(Entries from a point annotation set)

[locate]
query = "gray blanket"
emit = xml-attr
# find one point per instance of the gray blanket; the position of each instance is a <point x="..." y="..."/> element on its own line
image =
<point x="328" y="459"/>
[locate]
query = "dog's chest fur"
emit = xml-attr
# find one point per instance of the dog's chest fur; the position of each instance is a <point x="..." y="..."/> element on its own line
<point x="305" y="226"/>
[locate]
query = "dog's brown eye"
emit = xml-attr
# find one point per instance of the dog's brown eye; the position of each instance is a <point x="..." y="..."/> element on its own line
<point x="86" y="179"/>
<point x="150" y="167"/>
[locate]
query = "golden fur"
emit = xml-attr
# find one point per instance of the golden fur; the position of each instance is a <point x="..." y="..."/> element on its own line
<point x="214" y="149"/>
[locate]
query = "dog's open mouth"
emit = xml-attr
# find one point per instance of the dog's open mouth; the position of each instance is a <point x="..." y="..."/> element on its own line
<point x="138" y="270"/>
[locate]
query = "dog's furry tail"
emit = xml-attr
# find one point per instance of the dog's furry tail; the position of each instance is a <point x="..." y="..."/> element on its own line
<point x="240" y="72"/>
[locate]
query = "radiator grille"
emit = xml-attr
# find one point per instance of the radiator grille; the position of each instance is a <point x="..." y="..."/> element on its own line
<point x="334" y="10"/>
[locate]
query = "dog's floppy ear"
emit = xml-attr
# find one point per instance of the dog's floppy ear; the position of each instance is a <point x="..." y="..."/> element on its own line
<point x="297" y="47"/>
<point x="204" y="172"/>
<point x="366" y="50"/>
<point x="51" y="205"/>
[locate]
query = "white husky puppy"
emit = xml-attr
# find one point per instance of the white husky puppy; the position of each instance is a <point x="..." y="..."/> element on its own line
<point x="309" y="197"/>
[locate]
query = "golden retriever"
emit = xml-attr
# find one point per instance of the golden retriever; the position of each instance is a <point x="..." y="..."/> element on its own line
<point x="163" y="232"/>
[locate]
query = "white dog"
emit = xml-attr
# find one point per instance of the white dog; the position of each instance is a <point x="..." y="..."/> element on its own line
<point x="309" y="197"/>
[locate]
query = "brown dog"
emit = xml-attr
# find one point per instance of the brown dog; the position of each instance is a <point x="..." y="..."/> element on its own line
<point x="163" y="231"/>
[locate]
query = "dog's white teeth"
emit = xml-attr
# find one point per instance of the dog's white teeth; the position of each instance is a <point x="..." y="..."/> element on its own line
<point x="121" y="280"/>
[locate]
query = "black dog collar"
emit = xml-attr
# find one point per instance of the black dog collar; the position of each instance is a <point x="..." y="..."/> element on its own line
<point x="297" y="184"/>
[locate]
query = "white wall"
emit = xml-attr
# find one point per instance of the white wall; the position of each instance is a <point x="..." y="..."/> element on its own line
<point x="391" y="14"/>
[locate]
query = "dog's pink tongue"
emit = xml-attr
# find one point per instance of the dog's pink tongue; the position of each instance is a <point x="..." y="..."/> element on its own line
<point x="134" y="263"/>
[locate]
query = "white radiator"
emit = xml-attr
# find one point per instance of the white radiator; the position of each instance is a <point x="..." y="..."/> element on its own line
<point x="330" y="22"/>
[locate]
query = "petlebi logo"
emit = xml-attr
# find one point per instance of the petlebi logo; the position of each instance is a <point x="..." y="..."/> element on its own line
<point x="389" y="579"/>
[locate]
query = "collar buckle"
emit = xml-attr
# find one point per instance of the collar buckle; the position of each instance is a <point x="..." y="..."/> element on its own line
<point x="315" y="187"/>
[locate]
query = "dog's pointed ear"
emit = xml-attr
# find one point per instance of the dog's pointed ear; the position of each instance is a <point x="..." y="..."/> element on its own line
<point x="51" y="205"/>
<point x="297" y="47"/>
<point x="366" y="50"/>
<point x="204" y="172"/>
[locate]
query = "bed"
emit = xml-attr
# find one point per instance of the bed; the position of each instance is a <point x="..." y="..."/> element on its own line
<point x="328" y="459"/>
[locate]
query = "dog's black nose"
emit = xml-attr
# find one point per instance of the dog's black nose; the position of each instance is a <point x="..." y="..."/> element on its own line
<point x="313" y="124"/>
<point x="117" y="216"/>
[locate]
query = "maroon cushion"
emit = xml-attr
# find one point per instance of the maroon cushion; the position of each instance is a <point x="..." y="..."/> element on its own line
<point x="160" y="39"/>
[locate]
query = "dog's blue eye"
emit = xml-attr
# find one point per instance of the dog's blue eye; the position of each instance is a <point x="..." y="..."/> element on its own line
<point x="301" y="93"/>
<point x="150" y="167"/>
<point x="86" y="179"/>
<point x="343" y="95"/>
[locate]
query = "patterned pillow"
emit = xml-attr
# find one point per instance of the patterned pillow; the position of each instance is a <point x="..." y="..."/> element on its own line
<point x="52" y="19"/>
--
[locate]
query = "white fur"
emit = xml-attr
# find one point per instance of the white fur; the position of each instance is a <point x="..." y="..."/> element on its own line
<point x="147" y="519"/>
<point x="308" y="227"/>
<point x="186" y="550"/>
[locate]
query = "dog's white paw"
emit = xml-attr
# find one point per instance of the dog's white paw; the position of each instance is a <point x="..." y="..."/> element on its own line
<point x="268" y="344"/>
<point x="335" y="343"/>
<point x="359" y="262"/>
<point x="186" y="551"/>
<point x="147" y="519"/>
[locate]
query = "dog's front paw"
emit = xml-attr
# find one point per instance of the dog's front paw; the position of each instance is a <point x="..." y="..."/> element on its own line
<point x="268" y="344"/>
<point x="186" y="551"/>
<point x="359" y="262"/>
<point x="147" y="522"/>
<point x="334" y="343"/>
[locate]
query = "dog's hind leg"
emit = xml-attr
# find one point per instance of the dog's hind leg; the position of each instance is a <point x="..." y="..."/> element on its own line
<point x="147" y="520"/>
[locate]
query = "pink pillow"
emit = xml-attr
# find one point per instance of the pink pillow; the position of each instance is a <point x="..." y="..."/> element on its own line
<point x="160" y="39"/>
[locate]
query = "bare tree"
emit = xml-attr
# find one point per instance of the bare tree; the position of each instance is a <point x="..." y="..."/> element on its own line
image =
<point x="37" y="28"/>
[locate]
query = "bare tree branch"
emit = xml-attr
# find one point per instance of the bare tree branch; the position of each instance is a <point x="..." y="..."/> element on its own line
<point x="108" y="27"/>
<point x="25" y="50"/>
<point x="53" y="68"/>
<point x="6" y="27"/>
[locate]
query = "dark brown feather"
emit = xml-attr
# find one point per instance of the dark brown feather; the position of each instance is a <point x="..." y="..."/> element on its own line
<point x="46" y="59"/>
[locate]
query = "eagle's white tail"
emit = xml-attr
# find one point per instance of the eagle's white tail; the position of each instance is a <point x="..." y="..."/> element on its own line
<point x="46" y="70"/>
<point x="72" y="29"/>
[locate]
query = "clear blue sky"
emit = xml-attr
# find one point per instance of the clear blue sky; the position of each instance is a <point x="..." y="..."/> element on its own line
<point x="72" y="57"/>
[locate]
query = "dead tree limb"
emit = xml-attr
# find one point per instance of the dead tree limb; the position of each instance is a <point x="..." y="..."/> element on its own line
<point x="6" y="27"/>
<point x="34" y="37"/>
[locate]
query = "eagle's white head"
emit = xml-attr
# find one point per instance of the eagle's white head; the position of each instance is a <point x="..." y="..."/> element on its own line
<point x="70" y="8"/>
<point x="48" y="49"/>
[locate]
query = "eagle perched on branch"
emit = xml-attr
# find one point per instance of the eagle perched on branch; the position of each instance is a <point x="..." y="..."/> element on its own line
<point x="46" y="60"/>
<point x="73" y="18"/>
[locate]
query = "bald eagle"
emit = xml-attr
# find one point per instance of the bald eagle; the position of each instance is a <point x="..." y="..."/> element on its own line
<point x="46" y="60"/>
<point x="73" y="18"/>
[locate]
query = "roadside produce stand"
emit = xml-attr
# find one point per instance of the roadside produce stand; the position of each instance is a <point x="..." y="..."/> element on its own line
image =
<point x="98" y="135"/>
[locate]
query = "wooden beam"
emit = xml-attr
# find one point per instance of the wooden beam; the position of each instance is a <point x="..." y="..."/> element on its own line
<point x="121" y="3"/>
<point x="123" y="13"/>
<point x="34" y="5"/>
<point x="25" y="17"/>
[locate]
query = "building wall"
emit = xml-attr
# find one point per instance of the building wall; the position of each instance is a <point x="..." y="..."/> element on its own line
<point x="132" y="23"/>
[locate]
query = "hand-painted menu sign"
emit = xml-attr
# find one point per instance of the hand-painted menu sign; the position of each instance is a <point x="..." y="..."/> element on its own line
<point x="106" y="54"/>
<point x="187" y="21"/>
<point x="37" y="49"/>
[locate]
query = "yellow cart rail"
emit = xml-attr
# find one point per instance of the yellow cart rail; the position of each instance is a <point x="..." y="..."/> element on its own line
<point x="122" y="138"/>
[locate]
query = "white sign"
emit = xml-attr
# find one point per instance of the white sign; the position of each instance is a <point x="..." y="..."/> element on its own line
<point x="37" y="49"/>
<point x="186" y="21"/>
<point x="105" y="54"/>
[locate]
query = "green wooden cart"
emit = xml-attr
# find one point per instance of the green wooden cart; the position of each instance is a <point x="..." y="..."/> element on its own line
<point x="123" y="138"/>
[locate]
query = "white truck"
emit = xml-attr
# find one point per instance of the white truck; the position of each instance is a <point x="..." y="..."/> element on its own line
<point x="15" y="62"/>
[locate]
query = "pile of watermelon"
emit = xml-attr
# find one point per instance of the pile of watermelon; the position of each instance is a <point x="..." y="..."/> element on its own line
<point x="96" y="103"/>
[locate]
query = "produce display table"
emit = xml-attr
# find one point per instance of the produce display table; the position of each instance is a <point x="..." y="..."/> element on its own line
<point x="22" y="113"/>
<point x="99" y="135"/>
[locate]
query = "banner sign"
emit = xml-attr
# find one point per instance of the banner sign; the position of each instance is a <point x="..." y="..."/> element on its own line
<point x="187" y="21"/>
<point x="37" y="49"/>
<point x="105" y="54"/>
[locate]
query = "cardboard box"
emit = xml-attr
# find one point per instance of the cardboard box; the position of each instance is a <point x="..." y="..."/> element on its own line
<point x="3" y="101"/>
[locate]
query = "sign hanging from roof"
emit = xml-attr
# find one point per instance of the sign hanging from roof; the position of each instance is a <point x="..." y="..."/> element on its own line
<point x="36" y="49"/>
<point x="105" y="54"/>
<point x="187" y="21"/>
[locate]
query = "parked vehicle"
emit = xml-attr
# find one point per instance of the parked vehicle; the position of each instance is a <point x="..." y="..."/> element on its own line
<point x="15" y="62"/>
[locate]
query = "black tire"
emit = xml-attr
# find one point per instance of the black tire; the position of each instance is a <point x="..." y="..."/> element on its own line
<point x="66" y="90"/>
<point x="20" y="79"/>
==
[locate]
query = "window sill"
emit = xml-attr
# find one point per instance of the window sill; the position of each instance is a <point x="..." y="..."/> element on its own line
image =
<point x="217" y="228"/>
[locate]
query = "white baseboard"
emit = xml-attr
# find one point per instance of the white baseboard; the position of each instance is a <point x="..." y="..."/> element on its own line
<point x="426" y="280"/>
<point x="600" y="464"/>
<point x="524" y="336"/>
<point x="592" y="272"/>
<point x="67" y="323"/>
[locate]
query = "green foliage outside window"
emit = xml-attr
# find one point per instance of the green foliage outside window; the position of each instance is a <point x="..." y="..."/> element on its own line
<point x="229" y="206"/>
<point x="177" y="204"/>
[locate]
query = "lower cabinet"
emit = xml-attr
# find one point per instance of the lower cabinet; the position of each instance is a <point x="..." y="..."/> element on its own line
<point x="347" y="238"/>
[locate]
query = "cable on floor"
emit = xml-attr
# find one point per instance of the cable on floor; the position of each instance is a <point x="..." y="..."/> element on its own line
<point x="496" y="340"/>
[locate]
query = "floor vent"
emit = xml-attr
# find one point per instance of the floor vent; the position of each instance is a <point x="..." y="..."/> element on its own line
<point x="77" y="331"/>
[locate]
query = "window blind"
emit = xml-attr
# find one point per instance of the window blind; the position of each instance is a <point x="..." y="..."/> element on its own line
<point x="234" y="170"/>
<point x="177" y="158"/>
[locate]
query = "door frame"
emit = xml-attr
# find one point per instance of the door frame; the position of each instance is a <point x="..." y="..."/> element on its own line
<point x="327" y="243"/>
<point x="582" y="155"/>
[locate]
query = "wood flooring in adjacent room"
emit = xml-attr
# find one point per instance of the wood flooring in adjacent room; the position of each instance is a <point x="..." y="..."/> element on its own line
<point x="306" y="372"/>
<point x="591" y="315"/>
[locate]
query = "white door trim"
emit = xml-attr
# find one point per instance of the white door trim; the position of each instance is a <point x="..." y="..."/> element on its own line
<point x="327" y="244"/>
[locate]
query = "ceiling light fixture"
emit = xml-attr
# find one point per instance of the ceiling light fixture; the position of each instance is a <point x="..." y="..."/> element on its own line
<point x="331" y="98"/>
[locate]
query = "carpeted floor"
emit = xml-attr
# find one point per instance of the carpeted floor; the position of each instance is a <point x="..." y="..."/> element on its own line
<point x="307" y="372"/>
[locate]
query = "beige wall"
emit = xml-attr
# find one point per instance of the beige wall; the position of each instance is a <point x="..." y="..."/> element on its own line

-- Work to complete --
Report every line of the entries above that contains the word "dark", treating uppercase and lowercase as different. Copy each matching line in full.

-- Output below --
query = "dark brown feather"
# find one point per instance of the dark brown feather; the position of each instance is a <point x="..." y="..."/> element on its own line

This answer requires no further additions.